**Required task**
Pick out each line of the data below that contains the word "long". Letter case matters.

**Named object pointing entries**

◇ ◇ ◇ ◇ ◇ ◇ ◇

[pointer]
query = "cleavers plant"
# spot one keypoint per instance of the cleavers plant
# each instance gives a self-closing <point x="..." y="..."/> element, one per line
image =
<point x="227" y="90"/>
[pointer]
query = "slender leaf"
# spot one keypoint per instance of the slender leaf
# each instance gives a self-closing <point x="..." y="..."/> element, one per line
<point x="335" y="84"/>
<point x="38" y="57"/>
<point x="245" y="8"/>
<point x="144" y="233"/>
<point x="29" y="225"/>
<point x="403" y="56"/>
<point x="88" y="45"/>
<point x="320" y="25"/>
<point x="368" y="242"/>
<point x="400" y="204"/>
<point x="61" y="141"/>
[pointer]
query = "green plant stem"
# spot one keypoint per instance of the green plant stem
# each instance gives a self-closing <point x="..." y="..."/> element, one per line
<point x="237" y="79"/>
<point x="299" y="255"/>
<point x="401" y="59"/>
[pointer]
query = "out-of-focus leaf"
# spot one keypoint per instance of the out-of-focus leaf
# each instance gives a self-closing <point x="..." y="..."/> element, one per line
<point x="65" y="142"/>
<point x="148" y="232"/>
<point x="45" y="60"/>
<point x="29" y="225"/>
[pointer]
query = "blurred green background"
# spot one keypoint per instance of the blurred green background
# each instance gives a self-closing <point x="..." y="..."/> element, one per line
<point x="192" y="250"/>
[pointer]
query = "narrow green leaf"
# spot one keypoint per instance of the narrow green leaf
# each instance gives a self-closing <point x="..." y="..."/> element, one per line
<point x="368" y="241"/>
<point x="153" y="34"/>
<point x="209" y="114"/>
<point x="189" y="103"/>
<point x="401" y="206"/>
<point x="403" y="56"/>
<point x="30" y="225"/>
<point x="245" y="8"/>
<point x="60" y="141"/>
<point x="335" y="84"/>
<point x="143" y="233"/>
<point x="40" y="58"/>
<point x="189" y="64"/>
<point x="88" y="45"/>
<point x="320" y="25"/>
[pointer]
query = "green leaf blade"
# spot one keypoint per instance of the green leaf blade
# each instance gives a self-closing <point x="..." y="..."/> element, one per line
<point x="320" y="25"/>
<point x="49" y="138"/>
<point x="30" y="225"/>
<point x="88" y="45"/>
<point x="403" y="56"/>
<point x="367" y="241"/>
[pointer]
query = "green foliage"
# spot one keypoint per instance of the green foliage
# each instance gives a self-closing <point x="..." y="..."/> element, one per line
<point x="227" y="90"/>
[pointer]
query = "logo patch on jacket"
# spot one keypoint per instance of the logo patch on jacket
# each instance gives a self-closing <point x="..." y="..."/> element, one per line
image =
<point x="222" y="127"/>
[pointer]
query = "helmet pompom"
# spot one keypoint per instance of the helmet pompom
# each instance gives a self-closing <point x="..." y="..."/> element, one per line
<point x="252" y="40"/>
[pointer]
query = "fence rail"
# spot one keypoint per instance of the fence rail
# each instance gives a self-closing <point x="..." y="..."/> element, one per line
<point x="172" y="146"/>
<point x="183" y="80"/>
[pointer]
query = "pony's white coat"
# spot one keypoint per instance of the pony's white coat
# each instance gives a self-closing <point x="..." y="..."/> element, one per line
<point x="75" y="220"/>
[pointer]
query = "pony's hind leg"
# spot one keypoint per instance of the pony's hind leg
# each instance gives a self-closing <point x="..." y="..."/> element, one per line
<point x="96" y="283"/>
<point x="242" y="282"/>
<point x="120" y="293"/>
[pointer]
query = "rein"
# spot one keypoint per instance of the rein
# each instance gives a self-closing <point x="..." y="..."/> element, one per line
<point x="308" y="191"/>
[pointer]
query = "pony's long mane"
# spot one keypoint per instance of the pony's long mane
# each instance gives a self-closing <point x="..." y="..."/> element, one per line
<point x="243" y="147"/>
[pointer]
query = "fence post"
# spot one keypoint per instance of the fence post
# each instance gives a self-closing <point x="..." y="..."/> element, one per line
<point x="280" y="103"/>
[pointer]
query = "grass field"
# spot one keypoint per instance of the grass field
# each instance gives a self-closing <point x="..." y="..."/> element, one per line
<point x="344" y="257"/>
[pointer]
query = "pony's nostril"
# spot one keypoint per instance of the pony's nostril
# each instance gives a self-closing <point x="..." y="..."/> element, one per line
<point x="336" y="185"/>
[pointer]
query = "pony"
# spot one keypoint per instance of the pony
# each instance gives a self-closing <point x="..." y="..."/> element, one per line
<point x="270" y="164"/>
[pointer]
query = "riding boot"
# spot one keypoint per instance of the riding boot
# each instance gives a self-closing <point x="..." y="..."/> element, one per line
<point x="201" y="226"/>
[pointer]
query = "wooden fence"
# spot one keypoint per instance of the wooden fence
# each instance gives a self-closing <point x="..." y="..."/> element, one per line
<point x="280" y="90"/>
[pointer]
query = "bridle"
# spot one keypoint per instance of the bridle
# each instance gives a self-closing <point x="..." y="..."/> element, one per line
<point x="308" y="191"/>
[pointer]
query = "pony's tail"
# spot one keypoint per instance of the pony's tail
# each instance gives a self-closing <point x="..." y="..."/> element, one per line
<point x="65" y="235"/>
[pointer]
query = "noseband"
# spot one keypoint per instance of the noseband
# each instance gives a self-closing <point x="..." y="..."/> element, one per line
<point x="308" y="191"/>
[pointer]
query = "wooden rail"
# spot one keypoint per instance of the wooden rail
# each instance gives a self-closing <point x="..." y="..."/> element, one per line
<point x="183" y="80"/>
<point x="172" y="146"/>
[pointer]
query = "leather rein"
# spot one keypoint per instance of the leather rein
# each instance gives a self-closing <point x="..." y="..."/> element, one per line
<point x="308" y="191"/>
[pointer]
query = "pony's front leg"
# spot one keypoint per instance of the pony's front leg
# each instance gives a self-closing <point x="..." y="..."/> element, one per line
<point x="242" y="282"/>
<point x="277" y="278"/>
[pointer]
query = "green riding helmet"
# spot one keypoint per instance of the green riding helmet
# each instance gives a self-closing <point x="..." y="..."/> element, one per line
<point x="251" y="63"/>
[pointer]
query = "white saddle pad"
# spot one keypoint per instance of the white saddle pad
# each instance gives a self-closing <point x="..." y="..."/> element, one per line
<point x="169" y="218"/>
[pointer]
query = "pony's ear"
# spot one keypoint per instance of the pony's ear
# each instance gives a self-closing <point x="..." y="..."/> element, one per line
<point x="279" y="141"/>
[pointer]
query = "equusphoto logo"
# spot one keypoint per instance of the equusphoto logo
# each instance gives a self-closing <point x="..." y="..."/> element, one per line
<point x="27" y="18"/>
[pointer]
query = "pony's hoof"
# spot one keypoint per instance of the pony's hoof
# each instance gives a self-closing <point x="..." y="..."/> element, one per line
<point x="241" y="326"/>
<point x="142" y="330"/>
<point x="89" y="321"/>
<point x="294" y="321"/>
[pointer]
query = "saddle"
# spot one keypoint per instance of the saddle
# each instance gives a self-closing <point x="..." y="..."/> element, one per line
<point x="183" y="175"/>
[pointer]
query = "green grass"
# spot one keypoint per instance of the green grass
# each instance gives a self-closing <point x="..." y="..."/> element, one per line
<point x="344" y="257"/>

◇ ◇ ◇ ◇ ◇ ◇ ◇

**Worked answer**
query = "pony's long mane"
# spot one keypoint per instance of the pony's long mane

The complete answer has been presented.